Extrait du document>
DOSSIER 2. “Vie
des jeunes”
DOCUMENT 5.
GÉNÉRATION KANGOUROU:
20 - 30 ans et toujours chez leurs parents
Études à rallonge, parents copains, précarité et
chômage... pourquoi sont-ils si nombreux à rester lovés dans le nid familial ?
L’Express a poussé les portes
On trouve encore souvent sur leurs
étagères une peluche adorée ou une vieille maquette. Aux murs sont punaisés les
posters de leurs années lycée. Ils dorment dans leur lit d’enfant, mais ils
n’ont plus 20 ans, parfois depuis longtemps. Génération kangourou. Au chaud
chez papa-maman, à l’âge où Rimbaud avait achevé son œuvre... Selon une enquête
de l’institut Louis Harris (novembre 1997), un jeune sur deux entre 21 et 24
ans, un sur cinq entre 25 et 29 ans reste toujours scotché chez ses parents.
En
l’espace d’une génération, le calendrier d’entrée dans la vie adulte a été
totalement bouleversé. Dans les années 60 et 70, ceux qui sont aujourd’hui
parents quittaient leur famille très tôt pour conquérir sa liberté. Et très
vite on décrochait son premier job. “La contestation est le privilège d’une
société qui se porte bien. Aujourd’hui, si on claque la porte, on risque de le
payer toute sa vie”, affirme Emmanuel, 25 ans, en DEA d’économie. Les “grands
enfants” des soixante-huitards jouent donc désormais les prolongations. Ils
accumulent les diplômes, collectionnent les jobs sans lendemain, les amours à
l’essai, et restent sous le toit familial. Si confortable quand il fait froid
dehors.

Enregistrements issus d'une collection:
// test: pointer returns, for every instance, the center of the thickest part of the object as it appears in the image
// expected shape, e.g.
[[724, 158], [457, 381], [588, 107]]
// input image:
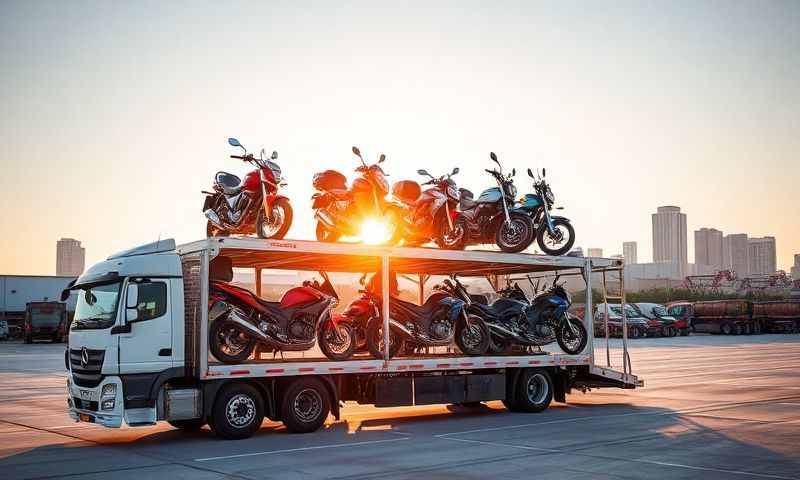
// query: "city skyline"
[[125, 118]]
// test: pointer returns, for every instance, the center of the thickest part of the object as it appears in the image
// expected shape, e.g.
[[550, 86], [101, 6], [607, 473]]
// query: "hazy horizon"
[[116, 115]]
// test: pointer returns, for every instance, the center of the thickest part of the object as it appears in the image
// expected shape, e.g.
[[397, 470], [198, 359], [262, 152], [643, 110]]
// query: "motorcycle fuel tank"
[[299, 296], [491, 195]]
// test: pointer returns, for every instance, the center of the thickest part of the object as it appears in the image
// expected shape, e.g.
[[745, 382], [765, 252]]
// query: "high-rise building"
[[734, 254], [70, 257], [594, 252], [708, 249], [762, 255], [669, 237], [629, 252]]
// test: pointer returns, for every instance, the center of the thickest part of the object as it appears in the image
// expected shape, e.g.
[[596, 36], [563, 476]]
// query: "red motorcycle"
[[239, 319], [242, 207], [355, 212], [428, 215]]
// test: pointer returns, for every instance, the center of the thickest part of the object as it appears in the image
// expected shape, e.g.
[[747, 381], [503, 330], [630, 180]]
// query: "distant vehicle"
[[659, 322], [637, 325], [45, 321]]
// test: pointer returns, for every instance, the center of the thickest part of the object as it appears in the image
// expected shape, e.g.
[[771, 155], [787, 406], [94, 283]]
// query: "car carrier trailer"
[[148, 360]]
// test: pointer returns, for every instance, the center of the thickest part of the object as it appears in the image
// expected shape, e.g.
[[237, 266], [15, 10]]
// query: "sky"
[[115, 114]]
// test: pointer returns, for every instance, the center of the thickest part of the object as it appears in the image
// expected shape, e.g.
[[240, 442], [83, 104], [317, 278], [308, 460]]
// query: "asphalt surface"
[[713, 407]]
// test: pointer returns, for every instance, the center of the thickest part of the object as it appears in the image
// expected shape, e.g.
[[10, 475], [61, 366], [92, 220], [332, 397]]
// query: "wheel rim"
[[513, 233], [307, 405], [273, 223], [558, 238], [537, 389], [231, 340], [240, 410], [341, 344]]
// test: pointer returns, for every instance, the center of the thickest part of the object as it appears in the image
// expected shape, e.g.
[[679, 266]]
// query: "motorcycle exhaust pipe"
[[212, 217], [325, 218]]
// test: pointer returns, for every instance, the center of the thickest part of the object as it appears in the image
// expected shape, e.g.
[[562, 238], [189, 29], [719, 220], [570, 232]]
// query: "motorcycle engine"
[[441, 329], [302, 328]]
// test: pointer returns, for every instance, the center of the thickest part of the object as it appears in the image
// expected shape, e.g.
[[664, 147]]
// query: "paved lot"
[[713, 407]]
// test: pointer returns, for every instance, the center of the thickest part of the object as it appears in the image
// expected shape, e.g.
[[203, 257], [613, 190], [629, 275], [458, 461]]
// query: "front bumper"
[[86, 404]]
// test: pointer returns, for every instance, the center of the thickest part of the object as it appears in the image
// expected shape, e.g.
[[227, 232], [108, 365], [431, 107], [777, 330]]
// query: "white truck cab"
[[123, 343]]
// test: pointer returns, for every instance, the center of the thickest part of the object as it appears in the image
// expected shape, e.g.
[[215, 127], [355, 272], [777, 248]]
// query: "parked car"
[[637, 325], [659, 322]]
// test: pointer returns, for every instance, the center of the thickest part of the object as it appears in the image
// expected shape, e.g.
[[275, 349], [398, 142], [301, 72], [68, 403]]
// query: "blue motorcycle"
[[555, 235]]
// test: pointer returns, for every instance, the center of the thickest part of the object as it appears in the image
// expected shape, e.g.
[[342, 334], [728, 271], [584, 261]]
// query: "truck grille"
[[87, 375]]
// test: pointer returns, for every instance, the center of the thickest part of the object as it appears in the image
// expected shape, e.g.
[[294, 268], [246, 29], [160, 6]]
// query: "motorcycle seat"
[[230, 183]]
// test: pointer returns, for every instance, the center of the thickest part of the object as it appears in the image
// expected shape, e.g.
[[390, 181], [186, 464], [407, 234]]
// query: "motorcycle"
[[239, 319], [555, 235], [513, 320], [429, 215], [354, 212], [441, 320], [242, 207], [492, 217]]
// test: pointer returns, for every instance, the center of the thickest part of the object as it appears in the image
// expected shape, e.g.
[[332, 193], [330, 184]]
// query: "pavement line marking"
[[701, 409], [635, 460], [302, 449]]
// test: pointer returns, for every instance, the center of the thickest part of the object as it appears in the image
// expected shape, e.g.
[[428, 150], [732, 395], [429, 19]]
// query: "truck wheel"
[[238, 412], [188, 425], [534, 392], [305, 405]]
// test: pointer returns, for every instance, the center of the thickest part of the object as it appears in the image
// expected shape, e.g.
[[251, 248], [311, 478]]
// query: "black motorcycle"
[[554, 235], [492, 217], [514, 321], [438, 322]]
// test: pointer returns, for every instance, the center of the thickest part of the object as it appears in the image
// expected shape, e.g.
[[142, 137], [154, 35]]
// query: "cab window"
[[152, 300]]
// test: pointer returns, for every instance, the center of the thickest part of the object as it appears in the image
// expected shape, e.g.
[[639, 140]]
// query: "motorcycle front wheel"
[[559, 243], [337, 344], [375, 339], [472, 337], [277, 223], [228, 343], [326, 235], [572, 343], [516, 235]]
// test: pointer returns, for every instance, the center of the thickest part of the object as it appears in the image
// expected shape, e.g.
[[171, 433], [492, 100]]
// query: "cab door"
[[145, 344]]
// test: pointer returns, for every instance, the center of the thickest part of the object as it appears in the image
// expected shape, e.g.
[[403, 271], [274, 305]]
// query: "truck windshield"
[[45, 317], [96, 307]]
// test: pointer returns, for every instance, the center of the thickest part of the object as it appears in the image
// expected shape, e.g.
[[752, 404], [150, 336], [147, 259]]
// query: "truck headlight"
[[109, 390]]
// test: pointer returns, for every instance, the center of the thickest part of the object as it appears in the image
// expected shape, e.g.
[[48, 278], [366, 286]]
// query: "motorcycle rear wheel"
[[326, 235], [225, 347], [570, 343], [282, 212]]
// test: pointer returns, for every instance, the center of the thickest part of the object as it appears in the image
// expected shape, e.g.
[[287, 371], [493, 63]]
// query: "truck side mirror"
[[131, 302]]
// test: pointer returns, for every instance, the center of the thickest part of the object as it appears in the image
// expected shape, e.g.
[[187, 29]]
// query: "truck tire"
[[534, 391], [237, 412], [188, 425], [305, 405]]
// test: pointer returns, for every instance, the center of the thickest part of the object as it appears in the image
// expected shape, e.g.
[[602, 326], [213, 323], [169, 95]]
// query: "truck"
[[779, 316], [138, 350], [45, 321]]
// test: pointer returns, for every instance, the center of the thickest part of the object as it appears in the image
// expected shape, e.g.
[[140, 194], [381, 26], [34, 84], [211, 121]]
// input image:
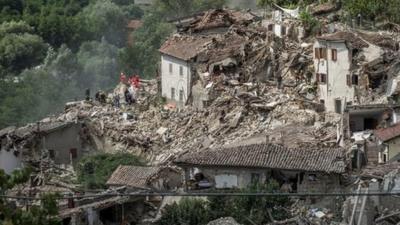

Consigne écrite 1> D'après l'article sur la génération kangourou, quelle proportion des 25-29 ans vit toujours chez ses parents ?
Consigne écrite 2> Repérez dans les enregistrements chaque ligne qui contient le mot « front » et recopiez-la, en tenant compte de la casse.

Résultat attendu 1> Un sur cinq.

Résultat attendu 2>
// query: "front bumper"
// query: "motorcycle front wheel"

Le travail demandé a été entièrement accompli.